__Requirements__
Return all entries precisely as they stand, without the images.

-- START Entries --

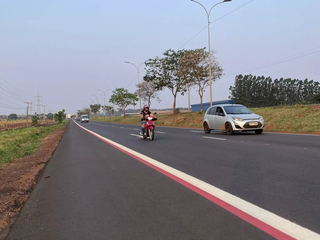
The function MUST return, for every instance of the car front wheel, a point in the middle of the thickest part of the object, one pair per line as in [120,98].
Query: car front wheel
[229,129]
[206,128]
[258,131]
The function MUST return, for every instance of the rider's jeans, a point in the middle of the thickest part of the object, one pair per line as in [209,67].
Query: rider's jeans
[143,123]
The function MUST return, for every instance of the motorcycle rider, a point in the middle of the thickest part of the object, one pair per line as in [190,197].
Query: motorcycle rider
[144,113]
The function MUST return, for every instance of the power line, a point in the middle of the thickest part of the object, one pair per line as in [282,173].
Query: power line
[282,60]
[216,21]
[132,81]
[9,106]
[11,84]
[8,90]
[10,102]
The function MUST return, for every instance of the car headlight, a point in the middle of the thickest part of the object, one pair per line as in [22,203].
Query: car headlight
[237,119]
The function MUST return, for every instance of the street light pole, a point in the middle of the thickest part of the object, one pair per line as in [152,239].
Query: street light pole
[138,79]
[104,100]
[209,50]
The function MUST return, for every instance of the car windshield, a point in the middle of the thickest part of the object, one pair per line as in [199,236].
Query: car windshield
[237,110]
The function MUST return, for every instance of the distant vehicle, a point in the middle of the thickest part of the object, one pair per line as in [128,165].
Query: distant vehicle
[232,118]
[84,118]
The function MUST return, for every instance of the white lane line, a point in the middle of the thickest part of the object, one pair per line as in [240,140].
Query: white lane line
[269,222]
[222,139]
[136,135]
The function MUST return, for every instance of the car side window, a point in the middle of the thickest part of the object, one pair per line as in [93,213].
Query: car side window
[219,110]
[212,111]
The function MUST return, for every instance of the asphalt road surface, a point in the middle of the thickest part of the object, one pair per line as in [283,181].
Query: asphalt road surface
[98,190]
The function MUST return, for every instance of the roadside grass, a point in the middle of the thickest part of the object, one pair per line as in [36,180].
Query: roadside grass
[291,119]
[21,142]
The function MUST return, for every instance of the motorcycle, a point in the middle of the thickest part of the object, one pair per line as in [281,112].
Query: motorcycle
[149,128]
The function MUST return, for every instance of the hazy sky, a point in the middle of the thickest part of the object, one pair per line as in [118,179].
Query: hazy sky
[68,49]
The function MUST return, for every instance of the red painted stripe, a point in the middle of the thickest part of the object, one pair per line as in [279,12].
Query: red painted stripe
[241,214]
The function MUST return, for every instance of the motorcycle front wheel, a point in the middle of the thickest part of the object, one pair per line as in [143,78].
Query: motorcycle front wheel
[151,134]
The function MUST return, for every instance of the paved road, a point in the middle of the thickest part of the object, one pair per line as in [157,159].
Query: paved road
[96,191]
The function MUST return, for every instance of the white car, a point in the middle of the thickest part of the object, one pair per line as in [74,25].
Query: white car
[84,118]
[232,118]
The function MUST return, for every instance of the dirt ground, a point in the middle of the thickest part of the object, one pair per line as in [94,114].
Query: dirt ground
[18,178]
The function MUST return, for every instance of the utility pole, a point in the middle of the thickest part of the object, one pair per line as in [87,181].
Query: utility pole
[28,104]
[38,101]
[44,112]
[31,107]
[209,48]
[137,67]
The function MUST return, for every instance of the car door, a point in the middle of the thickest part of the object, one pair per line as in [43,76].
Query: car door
[211,116]
[220,118]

-- END Entries --

__Written response__
The function MUST return, for every instance of the car front wheel, a point in the middle of the thickest part of the object, one pair per line as in [120,98].
Query: car front wheel
[229,129]
[206,128]
[258,131]
The function MUST return, for every instance of the rider's jeans, a point in the middle of the thickest part of the object, one pair per line as in [209,67].
Query: rider's jeans
[143,123]
The function MUST return, for every instance of the motorcycle rider, a point in the middle of the thickest part of the object, one pair per line as in [190,197].
Query: motorcycle rider
[144,113]
The function MUST return, for every instance of the power line, a point in the middle of the thickest part of the object, one pair per line as in [282,173].
Query: power line
[282,60]
[216,21]
[132,81]
[9,106]
[11,84]
[8,90]
[10,102]
The function MUST return, for every instance of the car headlight, a point in the middle of the thickest part of the object, one pair per line as in [22,203].
Query: car headlight
[237,119]
The function MUST return, for every instance of the street light pole, a point in the middle of the thickest part of the object, one pair per line as in [152,239].
Query: street light pole
[138,79]
[104,100]
[209,50]
The function MUST return, for every instance of the car windshield, a point in the middle of the thickest part of the object, one pair per line as in [199,236].
Query: car windshield
[237,110]
The function MUST return, for every instance of the distant vehicle, a point in the middle of the thickest part of the object, one pair per line as in [128,165].
Query: distant vehicle
[232,118]
[84,118]
The function MUST return, for every instance of the white lane line, a point in the middle of the thickest part of the object, one pair per line as in [240,140].
Query: white lane line
[269,222]
[222,139]
[136,135]
The function MUST return, for every instance of the car side window, a point in the middle of the thickest part of the object, one pair per line as in [93,213].
Query: car side window
[219,110]
[212,111]
The function MUST return, for every instance of the asphalt road surface, a point in the middle of the thickest part of the object, one pair per line as in [283,181].
Query: asphalt road surface
[98,190]
The function MUST return, for every instance of the roadside grass, a point in the middle of the thickest part of the object, one pair per line as in [36,180].
Query: roadside grass
[291,119]
[21,142]
The function MUST return, for every instance of the motorcycle, a point in the middle of the thickest part of the object, one pair per line as in [281,112].
Query: motorcycle
[149,128]
The function MUST return, for every instance of the hazy sky, a point in the middle of the thickest part of the object, one pair per line as in [118,179].
Query: hazy sky
[68,49]
The function MUST return, for every instance of the red painted stripe, a point in the middle of the thickest part of the object, one pair per line as in [279,12].
Query: red painted stripe
[241,214]
The function MUST return, for every instance of the motorcycle front wheel, a point in the middle of the thickest part of the object, one pair per line as in [143,78].
Query: motorcycle front wheel
[151,134]
The function MUST return, for every instance of the paved road, a point in the middle of the thickest part of the object, one pair per line as in [157,159].
Query: paved road
[96,191]
The function MUST return, for every instance of the white car, a point in the middle of the thickest part of the object, one pair per line as in [74,25].
Query: white car
[84,118]
[232,118]
The function MUST return, for every instance of the dirt ground, a point in the middle of the thickest part of the object, one pair per line as in [94,114].
Query: dirt ground
[18,178]
The function MUST return, for every instance of the utility pole, a point in the middle of the thickest part of the object, one pair per line as in [87,181].
Query: utility pole
[28,104]
[38,101]
[44,112]
[31,107]
[209,48]
[137,67]
The function MUST return, for every instance of the car door, a point in the middle of the thickest part of the object, one pair per line as in [43,76].
Query: car door
[211,116]
[220,118]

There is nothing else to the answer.